Written tasks:
1: According to the passage on listed buildings in Tickton, how many listed buildings does the parish contain?
2: Using the passage on listed buildings in Tickton, explain what the two grades assigned to the parish's listed buildings signify and how the buildings are divided between them. Answer in one to three sentences.
3: Duplicate the portion of the passage on listed buildings in Tickton starting at "Tickton is a" and ending at "and an office.".

** begin Extract provided **

= Listed buildings in Tickton =

Tickton is a civil parish in the county of the East Riding of Yorkshire, England. It contains four listed buildings that are recorded in the National Heritage List for England. Of these, one is listed at Grade II*, the middle of the three grades, and the others are at Grade II, the lowest grade. The parish contains the villages of Tickton and Hull Bridge, the hamlets of Eske and Weel, and the surrounding countryside, and the listed buildings consist of houses, one converted into a hotel, and an office.

** end Extract provided **
** begin Information shown **

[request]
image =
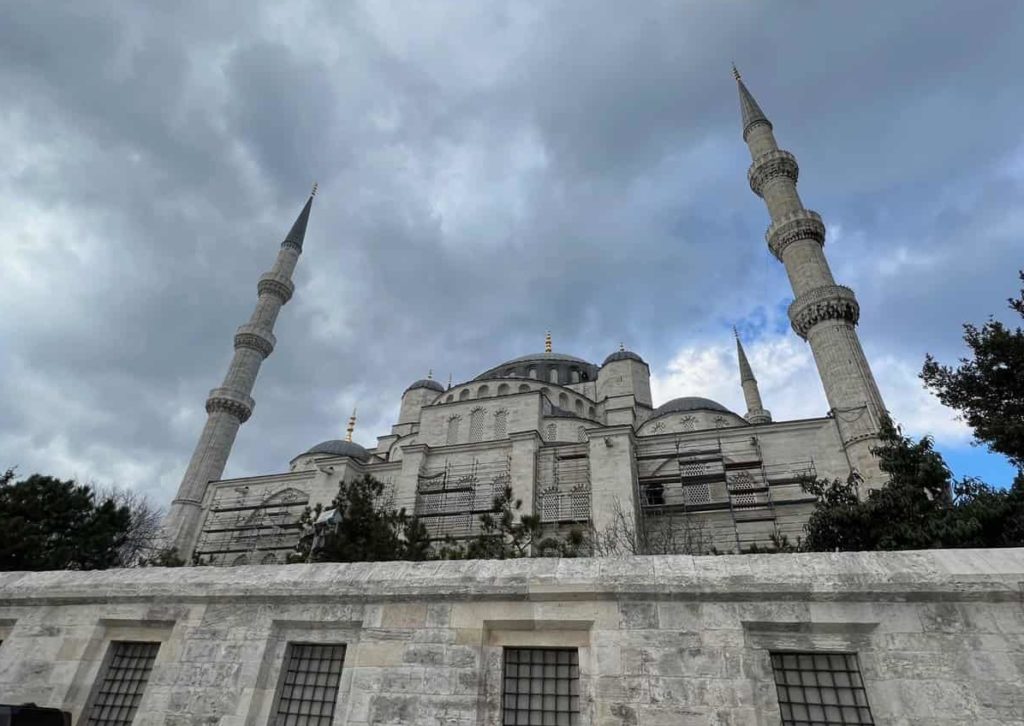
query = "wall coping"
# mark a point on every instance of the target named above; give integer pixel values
(995, 574)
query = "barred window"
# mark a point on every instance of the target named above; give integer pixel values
(308, 687)
(818, 689)
(542, 687)
(120, 689)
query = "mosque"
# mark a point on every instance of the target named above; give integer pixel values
(582, 443)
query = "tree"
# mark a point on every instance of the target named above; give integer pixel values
(921, 506)
(988, 387)
(361, 526)
(47, 523)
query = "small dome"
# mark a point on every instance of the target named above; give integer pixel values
(689, 403)
(623, 355)
(426, 383)
(338, 447)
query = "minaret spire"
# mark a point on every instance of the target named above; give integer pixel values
(823, 313)
(756, 413)
(231, 404)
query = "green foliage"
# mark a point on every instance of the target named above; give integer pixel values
(46, 523)
(921, 506)
(988, 387)
(506, 534)
(364, 528)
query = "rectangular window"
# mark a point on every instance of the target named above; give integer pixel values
(818, 689)
(308, 688)
(542, 687)
(120, 689)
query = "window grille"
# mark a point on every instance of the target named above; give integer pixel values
(476, 425)
(542, 686)
(453, 432)
(120, 690)
(501, 423)
(308, 687)
(819, 689)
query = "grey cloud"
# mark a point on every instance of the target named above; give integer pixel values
(487, 172)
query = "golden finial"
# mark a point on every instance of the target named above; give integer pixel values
(351, 426)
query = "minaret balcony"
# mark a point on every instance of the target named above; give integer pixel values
(802, 224)
(830, 302)
(230, 401)
(255, 338)
(276, 285)
(770, 166)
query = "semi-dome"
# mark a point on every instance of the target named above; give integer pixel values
(427, 383)
(569, 368)
(689, 403)
(339, 447)
(624, 355)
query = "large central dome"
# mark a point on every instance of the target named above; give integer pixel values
(567, 369)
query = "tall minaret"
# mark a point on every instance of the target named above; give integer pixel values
(756, 412)
(823, 313)
(231, 404)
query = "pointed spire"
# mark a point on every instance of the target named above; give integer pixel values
(749, 109)
(351, 426)
(297, 235)
(745, 372)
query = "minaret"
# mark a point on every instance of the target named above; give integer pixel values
(823, 313)
(756, 413)
(231, 404)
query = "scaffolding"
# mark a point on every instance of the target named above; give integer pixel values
(721, 485)
(451, 500)
(562, 490)
(246, 526)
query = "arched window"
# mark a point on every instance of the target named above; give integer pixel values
(476, 425)
(453, 433)
(501, 423)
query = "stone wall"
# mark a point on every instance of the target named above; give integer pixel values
(660, 640)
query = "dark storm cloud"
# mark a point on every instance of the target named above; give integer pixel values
(487, 172)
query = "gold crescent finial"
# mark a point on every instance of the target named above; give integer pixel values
(351, 426)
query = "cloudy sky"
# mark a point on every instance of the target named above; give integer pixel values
(487, 171)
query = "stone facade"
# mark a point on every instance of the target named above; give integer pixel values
(938, 637)
(581, 444)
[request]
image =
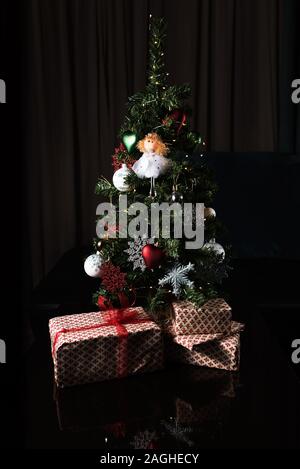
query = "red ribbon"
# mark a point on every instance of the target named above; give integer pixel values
(117, 318)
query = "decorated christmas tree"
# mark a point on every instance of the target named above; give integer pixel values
(160, 160)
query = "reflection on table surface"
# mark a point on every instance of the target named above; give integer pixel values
(173, 408)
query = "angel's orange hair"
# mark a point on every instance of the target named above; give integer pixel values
(160, 147)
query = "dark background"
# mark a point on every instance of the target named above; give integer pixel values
(81, 61)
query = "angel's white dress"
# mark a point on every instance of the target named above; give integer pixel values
(151, 165)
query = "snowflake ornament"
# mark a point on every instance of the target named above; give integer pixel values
(177, 278)
(134, 252)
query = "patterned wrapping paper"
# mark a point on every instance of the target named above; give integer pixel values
(208, 350)
(86, 349)
(213, 317)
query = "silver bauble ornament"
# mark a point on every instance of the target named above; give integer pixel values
(119, 178)
(92, 265)
(209, 212)
(211, 245)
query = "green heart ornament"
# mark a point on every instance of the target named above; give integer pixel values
(129, 139)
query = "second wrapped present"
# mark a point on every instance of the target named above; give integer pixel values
(213, 317)
(98, 346)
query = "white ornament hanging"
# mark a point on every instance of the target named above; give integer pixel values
(119, 178)
(211, 245)
(92, 265)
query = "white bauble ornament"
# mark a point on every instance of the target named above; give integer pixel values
(211, 245)
(209, 212)
(119, 178)
(92, 265)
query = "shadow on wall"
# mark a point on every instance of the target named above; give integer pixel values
(259, 202)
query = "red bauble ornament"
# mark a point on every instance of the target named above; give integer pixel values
(104, 303)
(152, 256)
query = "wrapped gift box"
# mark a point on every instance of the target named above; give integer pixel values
(140, 398)
(213, 317)
(210, 350)
(99, 346)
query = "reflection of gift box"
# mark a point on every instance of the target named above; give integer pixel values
(199, 385)
(210, 350)
(104, 345)
(213, 317)
(112, 405)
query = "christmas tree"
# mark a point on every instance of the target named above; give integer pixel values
(160, 159)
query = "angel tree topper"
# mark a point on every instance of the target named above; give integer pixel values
(153, 162)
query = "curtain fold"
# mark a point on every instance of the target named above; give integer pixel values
(84, 58)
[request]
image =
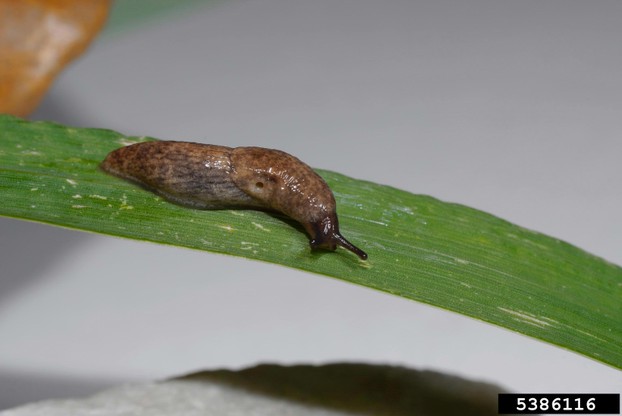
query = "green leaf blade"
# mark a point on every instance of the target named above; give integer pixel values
(420, 248)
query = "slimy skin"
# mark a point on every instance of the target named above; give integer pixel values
(206, 176)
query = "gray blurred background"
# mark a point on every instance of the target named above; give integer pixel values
(512, 107)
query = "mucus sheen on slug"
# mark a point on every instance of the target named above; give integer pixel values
(206, 176)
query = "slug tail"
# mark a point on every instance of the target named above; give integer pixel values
(340, 240)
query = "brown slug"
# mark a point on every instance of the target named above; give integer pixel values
(206, 176)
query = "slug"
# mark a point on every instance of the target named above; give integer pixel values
(206, 176)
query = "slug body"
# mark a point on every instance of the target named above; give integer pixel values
(208, 176)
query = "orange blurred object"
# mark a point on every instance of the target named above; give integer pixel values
(37, 39)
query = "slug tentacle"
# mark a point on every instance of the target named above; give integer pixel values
(212, 177)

** end Information shown **

Solution set:
1: Four.

2: Grade II* is the middle of the three grades, and Grade II is the lowest. One of the parish's four listed buildings is at Grade II*, and the other three are at Grade II.

3:
Tickton is a civil parish in the county of the East Riding of Yorkshire, England. It contains four listed buildings that are recorded in the National Heritage List for England. Of these, one is listed at Grade II*, the middle of the three grades, and the others are at Grade II, the lowest grade. The parish contains the villages of Tickton and Hull Bridge, the hamlets of Eske and Weel, and the surrounding countryside, and the listed buildings consist of houses, one converted into a hotel, and an office.